Pick out each line in the material below that contains the word "dark", and copy those lines.

Excerpts of location labeling data
=====

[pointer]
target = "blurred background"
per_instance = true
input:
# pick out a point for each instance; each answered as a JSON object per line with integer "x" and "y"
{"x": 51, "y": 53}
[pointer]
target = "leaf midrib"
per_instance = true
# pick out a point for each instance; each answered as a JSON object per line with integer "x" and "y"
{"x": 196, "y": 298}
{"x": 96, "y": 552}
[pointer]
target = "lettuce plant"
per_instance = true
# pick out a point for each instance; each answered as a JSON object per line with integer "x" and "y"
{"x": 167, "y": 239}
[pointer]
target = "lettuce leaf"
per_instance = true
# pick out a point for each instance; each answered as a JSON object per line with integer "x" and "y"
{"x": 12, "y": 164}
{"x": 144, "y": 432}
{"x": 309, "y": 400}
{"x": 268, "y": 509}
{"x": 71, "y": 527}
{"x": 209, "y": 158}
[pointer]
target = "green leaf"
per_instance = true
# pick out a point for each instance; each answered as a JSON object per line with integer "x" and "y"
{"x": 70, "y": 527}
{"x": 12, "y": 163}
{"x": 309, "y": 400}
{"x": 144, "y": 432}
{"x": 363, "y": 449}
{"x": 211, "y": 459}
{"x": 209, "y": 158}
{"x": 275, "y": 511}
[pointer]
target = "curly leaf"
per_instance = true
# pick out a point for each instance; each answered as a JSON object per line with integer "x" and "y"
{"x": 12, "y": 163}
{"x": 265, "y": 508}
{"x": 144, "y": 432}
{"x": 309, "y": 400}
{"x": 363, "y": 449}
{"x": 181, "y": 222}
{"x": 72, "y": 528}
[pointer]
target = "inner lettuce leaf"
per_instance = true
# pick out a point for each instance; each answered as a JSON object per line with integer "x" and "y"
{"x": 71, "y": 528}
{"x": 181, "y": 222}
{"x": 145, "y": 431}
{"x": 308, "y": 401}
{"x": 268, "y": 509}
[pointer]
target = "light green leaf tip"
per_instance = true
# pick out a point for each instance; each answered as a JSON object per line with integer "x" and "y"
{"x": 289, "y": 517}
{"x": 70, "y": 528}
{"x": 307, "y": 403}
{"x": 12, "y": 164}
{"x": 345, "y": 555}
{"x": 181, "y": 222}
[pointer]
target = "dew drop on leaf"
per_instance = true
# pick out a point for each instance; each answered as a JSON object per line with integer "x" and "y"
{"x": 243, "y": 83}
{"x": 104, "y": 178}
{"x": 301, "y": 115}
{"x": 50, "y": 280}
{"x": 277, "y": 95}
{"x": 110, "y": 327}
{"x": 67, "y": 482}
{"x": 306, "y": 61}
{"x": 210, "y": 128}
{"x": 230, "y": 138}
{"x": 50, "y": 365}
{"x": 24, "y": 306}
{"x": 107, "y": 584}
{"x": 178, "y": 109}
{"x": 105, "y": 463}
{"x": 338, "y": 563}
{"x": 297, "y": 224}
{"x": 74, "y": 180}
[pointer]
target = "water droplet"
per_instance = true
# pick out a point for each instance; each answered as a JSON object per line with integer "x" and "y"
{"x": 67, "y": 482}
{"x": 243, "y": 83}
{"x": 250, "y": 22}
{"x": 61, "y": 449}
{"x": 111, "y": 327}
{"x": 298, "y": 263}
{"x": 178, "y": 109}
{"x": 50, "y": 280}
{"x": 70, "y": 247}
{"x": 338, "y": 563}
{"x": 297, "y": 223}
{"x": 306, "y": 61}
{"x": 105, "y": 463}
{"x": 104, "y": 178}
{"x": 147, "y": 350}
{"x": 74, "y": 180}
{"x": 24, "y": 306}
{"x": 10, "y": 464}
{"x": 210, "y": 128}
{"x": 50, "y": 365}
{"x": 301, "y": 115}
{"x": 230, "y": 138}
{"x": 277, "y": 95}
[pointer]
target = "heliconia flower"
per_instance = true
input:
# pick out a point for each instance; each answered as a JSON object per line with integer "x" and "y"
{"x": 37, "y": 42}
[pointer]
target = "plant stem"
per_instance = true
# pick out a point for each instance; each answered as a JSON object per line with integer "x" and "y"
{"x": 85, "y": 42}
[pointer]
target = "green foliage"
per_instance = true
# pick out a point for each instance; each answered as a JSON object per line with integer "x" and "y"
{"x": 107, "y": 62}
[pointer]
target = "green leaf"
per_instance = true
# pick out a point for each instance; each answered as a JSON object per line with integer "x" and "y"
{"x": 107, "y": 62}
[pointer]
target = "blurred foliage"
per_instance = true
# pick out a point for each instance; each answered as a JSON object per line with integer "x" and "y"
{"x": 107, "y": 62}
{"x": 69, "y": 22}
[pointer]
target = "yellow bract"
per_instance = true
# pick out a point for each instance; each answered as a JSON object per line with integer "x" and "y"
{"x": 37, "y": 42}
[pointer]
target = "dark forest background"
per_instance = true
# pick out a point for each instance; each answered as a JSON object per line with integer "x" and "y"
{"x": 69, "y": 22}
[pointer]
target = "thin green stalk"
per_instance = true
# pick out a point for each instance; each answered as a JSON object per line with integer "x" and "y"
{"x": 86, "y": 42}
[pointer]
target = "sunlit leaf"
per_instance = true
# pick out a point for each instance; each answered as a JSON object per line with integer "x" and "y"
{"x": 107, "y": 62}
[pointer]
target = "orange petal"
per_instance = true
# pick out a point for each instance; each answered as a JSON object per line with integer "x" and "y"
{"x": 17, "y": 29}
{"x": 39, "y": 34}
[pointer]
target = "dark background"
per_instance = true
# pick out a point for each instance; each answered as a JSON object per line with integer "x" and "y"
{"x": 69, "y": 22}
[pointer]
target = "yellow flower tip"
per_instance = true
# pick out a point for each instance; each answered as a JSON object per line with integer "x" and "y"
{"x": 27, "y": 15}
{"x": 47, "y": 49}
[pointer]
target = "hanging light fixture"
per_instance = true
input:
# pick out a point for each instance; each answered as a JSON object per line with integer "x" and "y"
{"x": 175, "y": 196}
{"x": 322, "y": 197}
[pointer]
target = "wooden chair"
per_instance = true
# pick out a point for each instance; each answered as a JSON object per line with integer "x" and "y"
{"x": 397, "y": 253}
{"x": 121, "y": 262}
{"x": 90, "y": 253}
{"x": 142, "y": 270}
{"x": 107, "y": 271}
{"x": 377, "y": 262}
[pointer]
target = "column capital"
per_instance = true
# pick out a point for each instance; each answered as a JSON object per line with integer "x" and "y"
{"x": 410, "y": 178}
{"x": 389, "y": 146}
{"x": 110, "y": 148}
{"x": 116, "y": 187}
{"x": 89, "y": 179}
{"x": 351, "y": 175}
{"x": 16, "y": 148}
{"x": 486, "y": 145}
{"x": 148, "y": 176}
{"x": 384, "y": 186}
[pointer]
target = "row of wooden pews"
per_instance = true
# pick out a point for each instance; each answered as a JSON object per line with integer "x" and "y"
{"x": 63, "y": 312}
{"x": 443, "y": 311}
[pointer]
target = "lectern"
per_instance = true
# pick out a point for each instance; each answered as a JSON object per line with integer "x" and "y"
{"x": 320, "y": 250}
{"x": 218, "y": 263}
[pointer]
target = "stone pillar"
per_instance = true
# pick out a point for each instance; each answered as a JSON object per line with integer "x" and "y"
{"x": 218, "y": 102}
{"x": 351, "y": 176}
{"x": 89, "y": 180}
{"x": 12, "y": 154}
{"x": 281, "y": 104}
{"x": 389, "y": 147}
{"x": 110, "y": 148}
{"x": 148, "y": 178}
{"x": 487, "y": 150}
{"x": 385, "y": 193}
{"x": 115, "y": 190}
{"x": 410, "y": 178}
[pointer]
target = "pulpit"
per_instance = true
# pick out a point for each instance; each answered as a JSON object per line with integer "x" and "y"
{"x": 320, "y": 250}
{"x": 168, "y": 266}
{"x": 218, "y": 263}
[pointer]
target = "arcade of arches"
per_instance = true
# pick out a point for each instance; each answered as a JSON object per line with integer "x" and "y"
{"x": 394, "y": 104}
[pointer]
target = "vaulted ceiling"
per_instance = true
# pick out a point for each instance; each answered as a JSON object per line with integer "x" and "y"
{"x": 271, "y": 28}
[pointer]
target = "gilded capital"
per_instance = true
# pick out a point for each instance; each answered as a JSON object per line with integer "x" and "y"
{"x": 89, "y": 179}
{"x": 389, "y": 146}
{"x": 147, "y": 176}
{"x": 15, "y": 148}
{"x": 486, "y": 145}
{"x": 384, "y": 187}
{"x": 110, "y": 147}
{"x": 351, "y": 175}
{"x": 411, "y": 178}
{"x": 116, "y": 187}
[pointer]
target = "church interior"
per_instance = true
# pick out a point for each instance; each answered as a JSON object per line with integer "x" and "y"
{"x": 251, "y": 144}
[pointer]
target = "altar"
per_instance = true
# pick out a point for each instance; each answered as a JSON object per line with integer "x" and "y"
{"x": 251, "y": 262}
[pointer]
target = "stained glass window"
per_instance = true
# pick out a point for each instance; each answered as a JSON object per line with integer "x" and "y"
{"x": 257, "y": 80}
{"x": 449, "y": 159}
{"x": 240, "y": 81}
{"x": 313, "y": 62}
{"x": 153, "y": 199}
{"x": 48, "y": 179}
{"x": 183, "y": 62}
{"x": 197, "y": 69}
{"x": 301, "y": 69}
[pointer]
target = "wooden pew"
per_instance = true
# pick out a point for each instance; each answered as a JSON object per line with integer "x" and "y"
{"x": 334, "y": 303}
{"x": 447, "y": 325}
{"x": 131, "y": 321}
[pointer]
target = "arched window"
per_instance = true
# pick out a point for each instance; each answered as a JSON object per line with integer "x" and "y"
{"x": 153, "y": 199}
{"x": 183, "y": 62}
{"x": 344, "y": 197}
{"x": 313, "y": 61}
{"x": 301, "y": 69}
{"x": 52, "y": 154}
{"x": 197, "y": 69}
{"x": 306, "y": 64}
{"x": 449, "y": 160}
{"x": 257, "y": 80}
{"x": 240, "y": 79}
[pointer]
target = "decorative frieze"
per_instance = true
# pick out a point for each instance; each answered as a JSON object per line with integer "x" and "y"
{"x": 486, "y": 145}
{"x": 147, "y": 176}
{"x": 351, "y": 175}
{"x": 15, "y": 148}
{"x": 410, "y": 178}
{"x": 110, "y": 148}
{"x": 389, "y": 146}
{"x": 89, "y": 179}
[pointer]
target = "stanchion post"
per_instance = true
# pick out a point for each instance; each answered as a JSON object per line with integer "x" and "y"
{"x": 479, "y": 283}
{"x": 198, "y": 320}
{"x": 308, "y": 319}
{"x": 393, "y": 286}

=====

Written answer:
target = "dark forest background"
target = "dark background"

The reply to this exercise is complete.